» WORK TO DO
Starting with the line that contains "For every instance of the man with", reproduce each line through the end of the entries exactly as written.

» PROVIDED INFORMATION

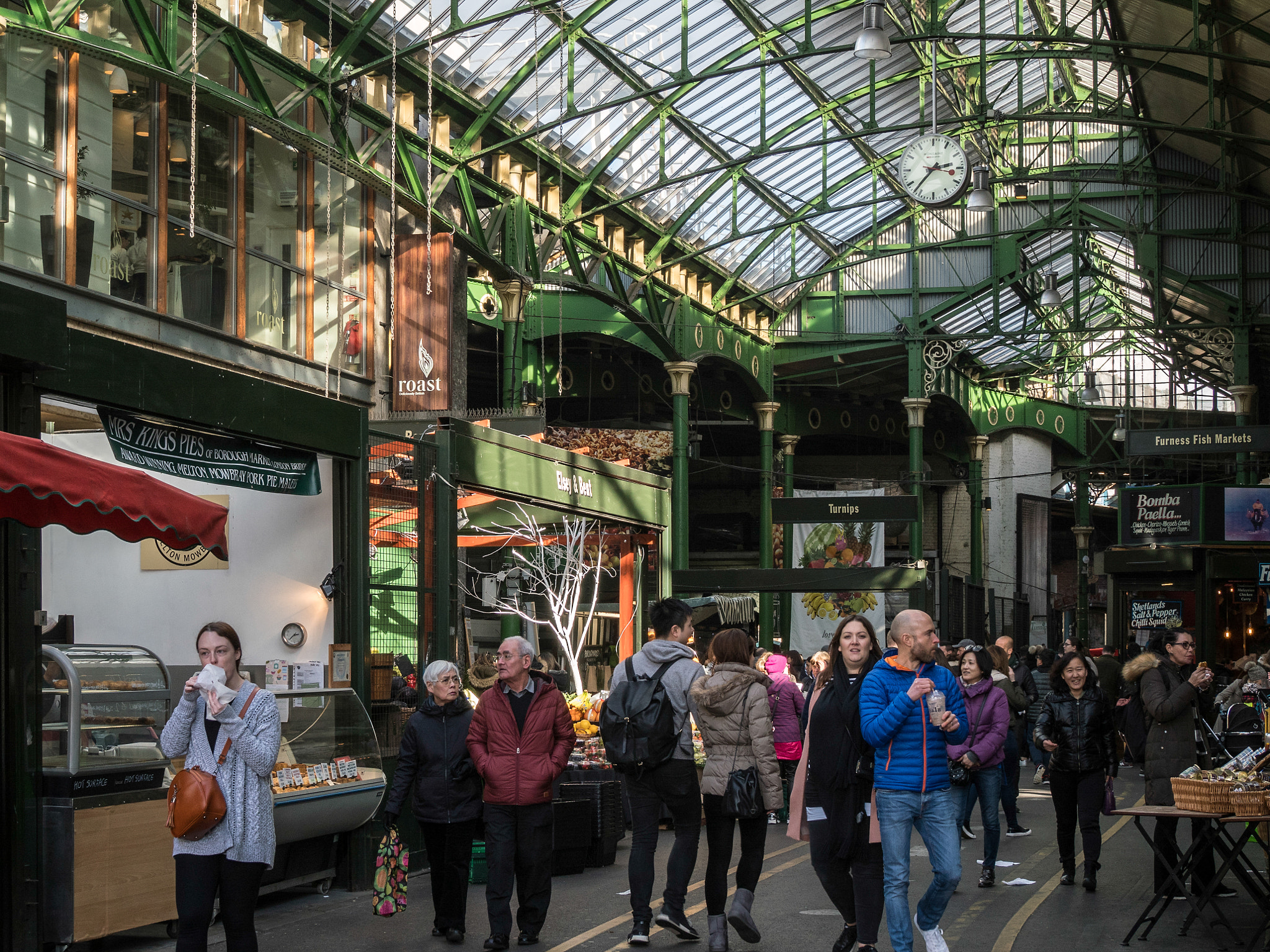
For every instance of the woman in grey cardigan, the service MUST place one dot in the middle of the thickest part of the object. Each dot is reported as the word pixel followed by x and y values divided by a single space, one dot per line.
pixel 234 855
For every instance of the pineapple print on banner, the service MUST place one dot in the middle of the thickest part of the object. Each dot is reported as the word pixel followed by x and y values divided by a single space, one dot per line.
pixel 835 546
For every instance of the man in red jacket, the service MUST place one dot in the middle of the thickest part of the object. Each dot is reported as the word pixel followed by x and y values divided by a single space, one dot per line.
pixel 520 741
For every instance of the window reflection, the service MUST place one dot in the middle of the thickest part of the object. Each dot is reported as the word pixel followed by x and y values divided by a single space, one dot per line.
pixel 272 304
pixel 198 280
pixel 30 177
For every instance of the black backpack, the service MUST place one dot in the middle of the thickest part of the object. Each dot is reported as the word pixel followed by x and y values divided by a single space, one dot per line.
pixel 638 723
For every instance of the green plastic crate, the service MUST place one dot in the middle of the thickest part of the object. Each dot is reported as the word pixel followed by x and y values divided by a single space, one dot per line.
pixel 478 871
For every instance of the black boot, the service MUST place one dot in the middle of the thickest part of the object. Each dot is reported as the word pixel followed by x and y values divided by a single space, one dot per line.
pixel 1091 876
pixel 1068 878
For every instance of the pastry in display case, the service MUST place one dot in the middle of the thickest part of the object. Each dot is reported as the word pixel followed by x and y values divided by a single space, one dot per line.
pixel 329 777
pixel 103 708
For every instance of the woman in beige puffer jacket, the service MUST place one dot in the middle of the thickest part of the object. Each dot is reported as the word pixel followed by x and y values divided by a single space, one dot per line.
pixel 735 725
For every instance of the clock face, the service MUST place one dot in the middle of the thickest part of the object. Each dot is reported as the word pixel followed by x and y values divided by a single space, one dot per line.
pixel 934 169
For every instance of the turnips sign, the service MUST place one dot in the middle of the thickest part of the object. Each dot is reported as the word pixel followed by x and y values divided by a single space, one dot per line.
pixel 1160 514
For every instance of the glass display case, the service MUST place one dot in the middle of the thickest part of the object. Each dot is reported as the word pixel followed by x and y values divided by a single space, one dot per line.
pixel 103 708
pixel 329 777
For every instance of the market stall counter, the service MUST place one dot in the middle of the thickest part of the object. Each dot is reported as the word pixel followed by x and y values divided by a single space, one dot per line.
pixel 107 851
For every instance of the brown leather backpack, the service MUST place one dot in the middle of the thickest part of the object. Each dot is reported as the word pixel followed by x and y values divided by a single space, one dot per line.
pixel 195 799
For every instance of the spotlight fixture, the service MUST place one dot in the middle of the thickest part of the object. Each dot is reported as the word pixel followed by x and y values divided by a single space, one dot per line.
pixel 1091 394
pixel 981 197
pixel 331 584
pixel 1050 298
pixel 118 82
pixel 873 42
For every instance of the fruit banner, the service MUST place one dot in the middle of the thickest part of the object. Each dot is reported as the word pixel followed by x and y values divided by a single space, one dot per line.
pixel 835 546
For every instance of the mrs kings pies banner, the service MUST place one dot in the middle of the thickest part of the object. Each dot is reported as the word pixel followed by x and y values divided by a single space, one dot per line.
pixel 225 461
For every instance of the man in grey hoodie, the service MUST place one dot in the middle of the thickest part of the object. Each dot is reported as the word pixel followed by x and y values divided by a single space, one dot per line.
pixel 673 783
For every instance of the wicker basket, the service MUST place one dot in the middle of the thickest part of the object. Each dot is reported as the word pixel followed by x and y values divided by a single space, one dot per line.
pixel 1249 803
pixel 1202 796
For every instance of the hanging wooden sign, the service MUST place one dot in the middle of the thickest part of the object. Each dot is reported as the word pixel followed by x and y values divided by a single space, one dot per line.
pixel 420 333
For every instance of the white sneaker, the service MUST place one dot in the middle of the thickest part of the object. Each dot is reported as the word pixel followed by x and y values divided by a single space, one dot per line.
pixel 934 937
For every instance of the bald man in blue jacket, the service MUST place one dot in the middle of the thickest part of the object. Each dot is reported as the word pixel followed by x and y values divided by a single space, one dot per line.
pixel 911 774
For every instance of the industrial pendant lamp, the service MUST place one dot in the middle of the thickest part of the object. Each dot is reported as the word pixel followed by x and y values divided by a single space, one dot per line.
pixel 118 82
pixel 981 196
pixel 873 42
pixel 1050 298
pixel 1091 394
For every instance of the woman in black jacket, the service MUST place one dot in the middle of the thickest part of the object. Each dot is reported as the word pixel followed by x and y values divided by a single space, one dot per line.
pixel 1077 728
pixel 831 804
pixel 447 792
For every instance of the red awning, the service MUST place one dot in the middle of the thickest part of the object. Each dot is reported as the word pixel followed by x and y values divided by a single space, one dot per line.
pixel 41 485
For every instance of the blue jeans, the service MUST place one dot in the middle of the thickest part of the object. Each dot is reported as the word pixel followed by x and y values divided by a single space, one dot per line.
pixel 987 785
pixel 935 815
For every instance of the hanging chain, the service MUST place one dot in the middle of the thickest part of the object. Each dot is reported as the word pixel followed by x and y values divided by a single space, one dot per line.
pixel 193 112
pixel 393 190
pixel 331 104
pixel 429 197
pixel 561 213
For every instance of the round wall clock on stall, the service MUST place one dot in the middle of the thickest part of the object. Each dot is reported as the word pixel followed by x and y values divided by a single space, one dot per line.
pixel 294 635
pixel 934 169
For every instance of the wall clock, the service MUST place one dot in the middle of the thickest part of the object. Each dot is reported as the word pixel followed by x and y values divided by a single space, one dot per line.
pixel 934 169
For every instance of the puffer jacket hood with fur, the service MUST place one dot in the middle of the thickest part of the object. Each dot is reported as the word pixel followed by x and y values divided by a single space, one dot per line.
pixel 726 703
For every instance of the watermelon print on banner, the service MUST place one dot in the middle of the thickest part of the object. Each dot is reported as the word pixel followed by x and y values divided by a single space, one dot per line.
pixel 391 863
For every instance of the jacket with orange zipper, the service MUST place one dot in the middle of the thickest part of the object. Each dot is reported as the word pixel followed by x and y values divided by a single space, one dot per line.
pixel 518 765
pixel 911 752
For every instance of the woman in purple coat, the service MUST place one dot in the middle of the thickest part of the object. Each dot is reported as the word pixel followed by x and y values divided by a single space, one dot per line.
pixel 984 752
pixel 785 697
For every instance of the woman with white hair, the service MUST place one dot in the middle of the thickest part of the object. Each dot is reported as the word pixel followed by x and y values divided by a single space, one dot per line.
pixel 447 792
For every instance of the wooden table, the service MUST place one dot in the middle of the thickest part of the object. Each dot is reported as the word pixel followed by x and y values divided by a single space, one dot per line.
pixel 1179 873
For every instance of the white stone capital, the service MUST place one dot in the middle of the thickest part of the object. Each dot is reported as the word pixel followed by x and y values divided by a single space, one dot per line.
pixel 681 375
pixel 916 408
pixel 766 410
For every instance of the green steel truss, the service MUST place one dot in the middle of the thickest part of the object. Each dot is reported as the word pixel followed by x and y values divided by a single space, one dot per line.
pixel 738 148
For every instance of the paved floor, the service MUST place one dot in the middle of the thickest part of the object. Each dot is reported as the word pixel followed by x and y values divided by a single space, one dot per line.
pixel 590 913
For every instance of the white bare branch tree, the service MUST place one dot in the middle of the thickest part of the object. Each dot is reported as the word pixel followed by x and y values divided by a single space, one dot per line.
pixel 553 564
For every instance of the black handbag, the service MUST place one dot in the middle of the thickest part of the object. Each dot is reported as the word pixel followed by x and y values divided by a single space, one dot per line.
pixel 741 798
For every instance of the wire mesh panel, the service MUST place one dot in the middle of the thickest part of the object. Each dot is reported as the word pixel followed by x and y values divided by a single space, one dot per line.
pixel 975 612
pixel 401 547
pixel 953 627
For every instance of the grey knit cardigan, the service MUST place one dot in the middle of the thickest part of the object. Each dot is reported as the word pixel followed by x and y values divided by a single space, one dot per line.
pixel 247 832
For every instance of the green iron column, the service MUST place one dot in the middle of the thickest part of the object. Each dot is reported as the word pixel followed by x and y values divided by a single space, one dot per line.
pixel 1244 398
pixel 512 295
pixel 681 376
pixel 766 414
pixel 916 408
pixel 1082 531
pixel 974 484
pixel 788 562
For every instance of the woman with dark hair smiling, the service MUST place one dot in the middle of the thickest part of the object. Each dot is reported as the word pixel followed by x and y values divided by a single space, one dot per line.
pixel 831 803
pixel 1076 726
pixel 984 751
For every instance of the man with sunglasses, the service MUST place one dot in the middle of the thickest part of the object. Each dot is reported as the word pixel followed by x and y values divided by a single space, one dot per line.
pixel 1175 695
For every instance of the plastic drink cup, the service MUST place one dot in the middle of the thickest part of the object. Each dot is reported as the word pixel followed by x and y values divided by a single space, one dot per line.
pixel 935 705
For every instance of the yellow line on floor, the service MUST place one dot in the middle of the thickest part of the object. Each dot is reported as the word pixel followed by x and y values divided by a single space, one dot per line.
pixel 694 910
pixel 626 917
pixel 1006 940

» ANSWER TO THIS EXERCISE
For every instance of the man with sunglasses, the service MUST place one dot in the middle of the thickest part of the object. Each dot is reported as the word pixel followed by x and y values divided by a single space, one dot per line.
pixel 1175 695
For every instance of the plastic drink cup, the service MUST place one dot in the middle of the thickest part of the object. Each dot is reported as the word pixel followed by x and y values divided by a single space, one dot per line.
pixel 935 705
For every instance of the yellow line on floor, the service MUST place one dot in the middle of the thickest part of the object. Each dot is reported as the word pixel followed by x and y values divided by a single space, one dot per line.
pixel 694 910
pixel 626 917
pixel 1006 940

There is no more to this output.